- _Passage for review_:
* * *
A multivariate method for comparison of microarray data from different platforms

Aedin C Culhane1, Guy Perriére2, Desmond G. Higgins
1A.Culhane@ucc.ie, University College Cork; 2perriere@biomserv.univ-lyon.fr, Universite Claude Bernard

Rapid development of microarray technology has resulted in different laboratories adopting numerous different protocols and technological platforms, which has severely impacted on the comparability of microarray results. Current meta-analyses of microarray gene expression data are usually based on cross-referencing the annotation of each spot represented on each array, extracting genes common to all arrays and comparing expression data of these genes. Filtering of genes to a subset represented across all arrays often excludes many thousands of genes, because different subsets of genes from the genome are represented on different microarrays, as it is not yet technically possible to represent the entire human genome together with all possible splice variants on one microarray chip.
* * *
- _Material supplied_:
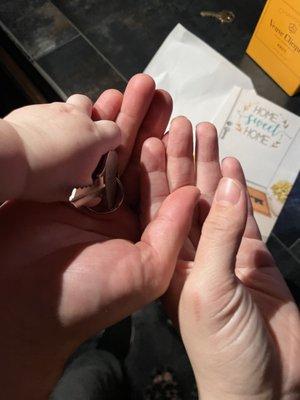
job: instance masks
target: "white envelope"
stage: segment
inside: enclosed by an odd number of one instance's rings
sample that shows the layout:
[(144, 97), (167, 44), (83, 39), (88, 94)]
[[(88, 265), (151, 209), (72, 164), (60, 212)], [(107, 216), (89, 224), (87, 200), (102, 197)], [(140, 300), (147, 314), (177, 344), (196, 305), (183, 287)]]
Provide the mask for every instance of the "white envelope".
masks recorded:
[(252, 89), (251, 79), (205, 42), (178, 24), (145, 72), (174, 102), (172, 117), (185, 115), (193, 124), (213, 122), (234, 86)]

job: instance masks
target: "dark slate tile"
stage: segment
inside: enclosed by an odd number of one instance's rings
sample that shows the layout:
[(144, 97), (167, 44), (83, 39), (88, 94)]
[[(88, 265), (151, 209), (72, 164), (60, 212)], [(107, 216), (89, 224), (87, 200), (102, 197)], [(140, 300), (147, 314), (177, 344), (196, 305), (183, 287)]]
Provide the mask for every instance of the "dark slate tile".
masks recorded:
[(135, 313), (133, 325), (134, 339), (125, 363), (132, 388), (131, 399), (144, 399), (145, 389), (151, 385), (153, 375), (166, 369), (172, 371), (178, 382), (182, 395), (180, 398), (193, 399), (195, 380), (188, 356), (160, 302), (152, 303)]
[(239, 61), (238, 67), (252, 79), (260, 96), (300, 115), (300, 94), (288, 96), (247, 54)]
[[(142, 71), (168, 33), (180, 22), (228, 59), (237, 62), (263, 7), (240, 0), (54, 0), (54, 3), (128, 78)], [(220, 24), (202, 18), (201, 10), (233, 10), (236, 21)]]
[(300, 238), (290, 247), (290, 252), (300, 262)]
[(300, 238), (300, 174), (277, 219), (273, 233), (287, 247)]
[(33, 59), (79, 35), (61, 11), (46, 0), (1, 0), (0, 21), (16, 44)]
[(267, 246), (283, 277), (300, 290), (300, 262), (274, 234), (269, 237)]
[(83, 93), (95, 100), (105, 89), (123, 90), (125, 86), (122, 78), (82, 37), (39, 58), (37, 67), (65, 96)]

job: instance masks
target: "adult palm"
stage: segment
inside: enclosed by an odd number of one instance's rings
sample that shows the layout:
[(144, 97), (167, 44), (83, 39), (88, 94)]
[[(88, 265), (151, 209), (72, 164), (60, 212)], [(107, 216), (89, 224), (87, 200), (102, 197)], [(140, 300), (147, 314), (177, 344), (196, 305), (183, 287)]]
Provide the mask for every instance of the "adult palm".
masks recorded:
[[(166, 309), (179, 322), (201, 398), (296, 399), (298, 309), (261, 240), (240, 164), (228, 158), (220, 167), (213, 126), (201, 124), (196, 133), (196, 168), (191, 126), (184, 118), (173, 121), (164, 144), (148, 139), (142, 151), (151, 188), (143, 200), (145, 221), (170, 191), (193, 182), (201, 191), (163, 297)], [(222, 176), (234, 180), (242, 193), (239, 205), (228, 212), (213, 201)]]
[[(96, 102), (94, 117), (116, 119), (122, 131), (125, 201), (115, 213), (96, 217), (66, 203), (14, 201), (1, 207), (3, 398), (47, 398), (83, 340), (168, 285), (197, 190), (185, 188), (169, 197), (141, 239), (133, 206), (142, 141), (163, 134), (170, 112), (170, 97), (155, 91), (145, 75), (132, 78), (124, 97), (108, 91)], [(180, 219), (175, 218), (179, 208)]]

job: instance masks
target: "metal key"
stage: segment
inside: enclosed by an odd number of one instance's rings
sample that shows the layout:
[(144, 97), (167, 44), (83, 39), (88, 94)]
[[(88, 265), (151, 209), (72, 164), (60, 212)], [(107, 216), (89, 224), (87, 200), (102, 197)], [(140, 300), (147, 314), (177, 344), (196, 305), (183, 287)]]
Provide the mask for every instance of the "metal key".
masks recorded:
[(93, 184), (74, 189), (69, 200), (76, 208), (86, 207), (103, 214), (119, 208), (123, 198), (124, 190), (118, 178), (118, 156), (115, 151), (110, 151), (97, 165)]
[(219, 12), (214, 11), (201, 11), (201, 17), (213, 17), (220, 21), (222, 24), (228, 24), (233, 22), (235, 19), (235, 14), (232, 11), (222, 10)]

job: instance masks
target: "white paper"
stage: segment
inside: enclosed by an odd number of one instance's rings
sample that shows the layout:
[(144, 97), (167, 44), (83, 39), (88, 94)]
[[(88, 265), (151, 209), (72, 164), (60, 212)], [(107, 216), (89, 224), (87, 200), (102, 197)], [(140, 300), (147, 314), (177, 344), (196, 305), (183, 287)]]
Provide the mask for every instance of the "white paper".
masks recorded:
[(178, 24), (145, 72), (173, 98), (172, 117), (185, 115), (195, 125), (213, 122), (231, 89), (252, 89), (251, 79), (205, 42)]

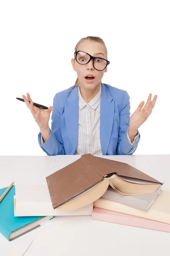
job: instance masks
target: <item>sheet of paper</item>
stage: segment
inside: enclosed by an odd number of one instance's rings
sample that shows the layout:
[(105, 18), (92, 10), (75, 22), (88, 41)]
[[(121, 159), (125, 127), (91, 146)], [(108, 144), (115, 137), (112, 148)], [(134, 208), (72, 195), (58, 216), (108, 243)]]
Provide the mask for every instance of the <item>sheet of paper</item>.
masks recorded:
[[(23, 256), (34, 241), (37, 234), (45, 230), (45, 226), (52, 227), (55, 218), (46, 222), (41, 227), (21, 236), (12, 241), (8, 241), (0, 233), (0, 255), (3, 256)], [(52, 224), (51, 224), (52, 223)], [(34, 254), (33, 254), (34, 255)]]
[(53, 224), (36, 236), (24, 256), (136, 256), (137, 253), (138, 256), (160, 256), (169, 248), (170, 234), (165, 232), (94, 221), (90, 216), (60, 216)]
[(38, 233), (37, 230), (28, 232), (12, 241), (8, 241), (0, 233), (0, 255), (22, 256)]

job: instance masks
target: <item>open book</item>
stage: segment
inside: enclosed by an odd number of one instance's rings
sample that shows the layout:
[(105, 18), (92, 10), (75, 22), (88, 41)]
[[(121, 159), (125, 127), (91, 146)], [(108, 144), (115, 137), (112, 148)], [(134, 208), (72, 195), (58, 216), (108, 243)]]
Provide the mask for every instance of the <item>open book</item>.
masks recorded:
[(89, 154), (46, 177), (54, 209), (72, 210), (101, 197), (109, 185), (123, 195), (152, 193), (162, 183), (127, 163)]

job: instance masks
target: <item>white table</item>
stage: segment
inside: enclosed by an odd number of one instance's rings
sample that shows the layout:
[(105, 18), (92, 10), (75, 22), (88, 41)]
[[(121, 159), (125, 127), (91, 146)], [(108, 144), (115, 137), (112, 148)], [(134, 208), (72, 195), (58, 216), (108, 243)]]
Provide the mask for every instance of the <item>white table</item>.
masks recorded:
[[(46, 183), (47, 176), (79, 157), (0, 156), (0, 188), (8, 186), (14, 180), (16, 183)], [(170, 190), (170, 155), (101, 157), (130, 164), (164, 182), (163, 189)], [(104, 256), (116, 253), (160, 256), (161, 254), (170, 253), (170, 233), (94, 221), (91, 216), (84, 216), (57, 217), (11, 242), (1, 235), (0, 255), (9, 255), (12, 250), (13, 256), (21, 256), (34, 238), (24, 256)], [(22, 248), (21, 243), (23, 245)]]

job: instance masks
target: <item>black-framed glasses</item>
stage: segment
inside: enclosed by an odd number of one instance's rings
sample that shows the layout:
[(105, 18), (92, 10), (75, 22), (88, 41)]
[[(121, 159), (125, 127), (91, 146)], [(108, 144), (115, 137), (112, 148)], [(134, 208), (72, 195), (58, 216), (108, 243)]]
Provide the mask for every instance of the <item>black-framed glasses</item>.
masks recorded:
[(110, 64), (110, 61), (107, 60), (102, 58), (94, 57), (85, 52), (75, 49), (74, 53), (76, 53), (76, 61), (81, 65), (85, 65), (92, 59), (93, 66), (97, 70), (104, 70)]

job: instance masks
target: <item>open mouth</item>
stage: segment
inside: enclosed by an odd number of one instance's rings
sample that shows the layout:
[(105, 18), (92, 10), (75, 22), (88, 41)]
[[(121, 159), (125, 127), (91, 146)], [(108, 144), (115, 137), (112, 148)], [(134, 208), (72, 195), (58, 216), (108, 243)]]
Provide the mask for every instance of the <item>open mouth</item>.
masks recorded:
[(86, 76), (85, 77), (85, 78), (86, 79), (87, 79), (87, 80), (93, 80), (94, 79), (94, 77), (93, 76)]

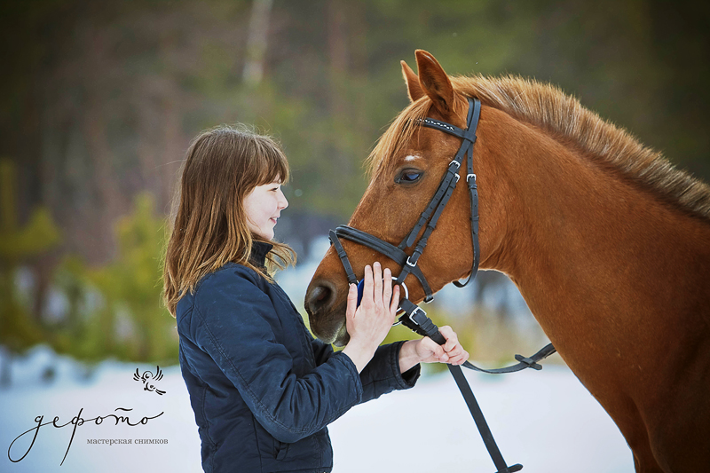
* * *
- _Work request A_:
According to the microarray passage, what are current meta-analyses of microarray gene expression data usually based on?
- _Work request B_:
List every author named in the microarray passage.
- _Work request C_:
Summarize the microarray passage in two sentences.
The listing has no connection to the microarray passage.

- _Expected output A_:
They are usually based on cross-referencing the annotation of each spot on each array, extracting the genes common to all arrays and comparing the expression data of those genes.

- _Expected output B_:
Aedin C Culhane, Guy Perriére, Desmond G. Higgins

- _Expected output C_:
Laboratories have adopted many different microarray protocols and platforms, which has severely hurt the comparability of their results. Meta-analyses usually compare only the genes present on every array, and this filtering often excludes many thousands of genes, because different microarrays represent different subsets of the genome.